→ Given instruction
Rewrite the lines below with every "place a dot" changed to "put a marker", keeping everything else the same.

^^^^^^^^

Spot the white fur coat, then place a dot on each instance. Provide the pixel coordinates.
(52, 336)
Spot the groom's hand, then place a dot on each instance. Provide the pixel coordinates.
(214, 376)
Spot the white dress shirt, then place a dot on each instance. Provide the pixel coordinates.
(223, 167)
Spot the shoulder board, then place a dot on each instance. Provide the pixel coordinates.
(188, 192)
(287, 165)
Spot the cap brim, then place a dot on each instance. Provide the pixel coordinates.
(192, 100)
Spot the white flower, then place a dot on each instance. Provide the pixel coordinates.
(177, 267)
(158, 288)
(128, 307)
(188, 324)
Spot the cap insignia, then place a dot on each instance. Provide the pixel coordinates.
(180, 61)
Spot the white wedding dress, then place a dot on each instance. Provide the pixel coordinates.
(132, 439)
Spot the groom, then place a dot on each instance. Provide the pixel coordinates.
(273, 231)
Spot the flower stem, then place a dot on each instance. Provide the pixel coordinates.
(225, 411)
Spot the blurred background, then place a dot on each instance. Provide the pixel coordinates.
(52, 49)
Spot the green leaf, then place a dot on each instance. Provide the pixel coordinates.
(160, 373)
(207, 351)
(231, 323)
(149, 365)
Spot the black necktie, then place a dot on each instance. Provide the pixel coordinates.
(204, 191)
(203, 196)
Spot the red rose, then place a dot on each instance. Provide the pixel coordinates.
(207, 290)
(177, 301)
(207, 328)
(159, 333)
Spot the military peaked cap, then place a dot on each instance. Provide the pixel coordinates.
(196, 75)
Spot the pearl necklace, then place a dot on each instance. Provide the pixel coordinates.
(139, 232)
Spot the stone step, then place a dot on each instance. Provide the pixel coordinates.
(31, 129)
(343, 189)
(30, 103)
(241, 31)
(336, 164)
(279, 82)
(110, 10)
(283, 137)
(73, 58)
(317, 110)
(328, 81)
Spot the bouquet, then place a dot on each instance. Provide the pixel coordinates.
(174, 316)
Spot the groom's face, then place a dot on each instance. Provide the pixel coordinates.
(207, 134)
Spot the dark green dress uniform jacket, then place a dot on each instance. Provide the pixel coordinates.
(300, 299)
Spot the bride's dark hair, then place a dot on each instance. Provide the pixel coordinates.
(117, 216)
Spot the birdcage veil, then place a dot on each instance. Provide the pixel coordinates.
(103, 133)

^^^^^^^^

→ Answer to this task
Spot the white fur coat, then put a marker on each instance. Provide the pixel coordinates.
(52, 336)
Spot the groom's hand, then put a marker on each instance. Provide the pixel coordinates.
(214, 376)
Spot the white dress shirt, then put a marker on each instance. Provide the pixel coordinates.
(223, 167)
Spot the shoulder board, then put a marker on each instance. Provide the pixel coordinates.
(188, 192)
(287, 165)
Spot the cap brim, then put a marker on each instance. Provide the pixel coordinates.
(192, 100)
Spot the white flower, then put a marker on each instance. Provide the pixel coordinates.
(177, 267)
(158, 288)
(128, 307)
(188, 324)
Spot the cap insignia, then put a marker on each instance. Provide the pixel coordinates.
(180, 61)
Spot the white wedding dress, then put a marker on each instance. Provide the pixel coordinates.
(132, 439)
Spot the groom, then put a marker on each instance. Provide the pixel coordinates.
(273, 231)
Spot the flower stem, then put a marker on each instance. Provide the pixel coordinates.
(225, 411)
Spot the blurred background, then put a marker on each instance. Provide the pixel coordinates.
(52, 49)
Spot the green leaf, then put a marker on each instance. Provide the pixel coordinates.
(160, 373)
(207, 351)
(231, 323)
(149, 365)
Spot the black necktie, then put a marker on each instance. Provide the pixel coordinates.
(204, 191)
(203, 196)
Spot the red rose, then put a marker on each instance. Provide the pixel coordinates.
(207, 290)
(177, 301)
(207, 328)
(159, 333)
Spot the military peaked cap, then put a marker on each instance. Provide the pixel coordinates.
(196, 75)
Spot the pearl necklace, then put a marker on each instance. Provide the pixel coordinates.
(139, 232)
Spot the stone step, then put a marker on each instance. Provide the pixel coordinates.
(31, 129)
(343, 189)
(30, 103)
(241, 31)
(336, 164)
(279, 82)
(110, 10)
(283, 137)
(73, 58)
(317, 110)
(328, 81)
Spot the bouquet, then put a marker on each instance. Provide the pixel coordinates.
(174, 316)
Spot the groom's face, then put a marker on each instance. Provide the pixel coordinates.
(207, 134)
Spot the dark green dress uniform jacket, then put a marker on each instance. Provide the pixel coordinates.
(300, 299)
Spot the bride's dark hair, then put a marker on each instance. Provide the pixel coordinates.
(117, 216)
Spot the birdcage veil, then put a marker on each instance. Provide the pixel coordinates.
(103, 133)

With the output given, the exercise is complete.